PROVIDED DATA start

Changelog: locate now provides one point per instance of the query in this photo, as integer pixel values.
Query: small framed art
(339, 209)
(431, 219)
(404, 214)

PROVIDED DATA end

* **REQUEST**:
Reproduce the material above verbatim, line by line, with nothing added or changed.

* **CORRECT ANSWER**:
Changelog: locate now provides one point per instance of the query in this photo, as integer pixel values.
Query: small framed art
(339, 209)
(431, 219)
(404, 214)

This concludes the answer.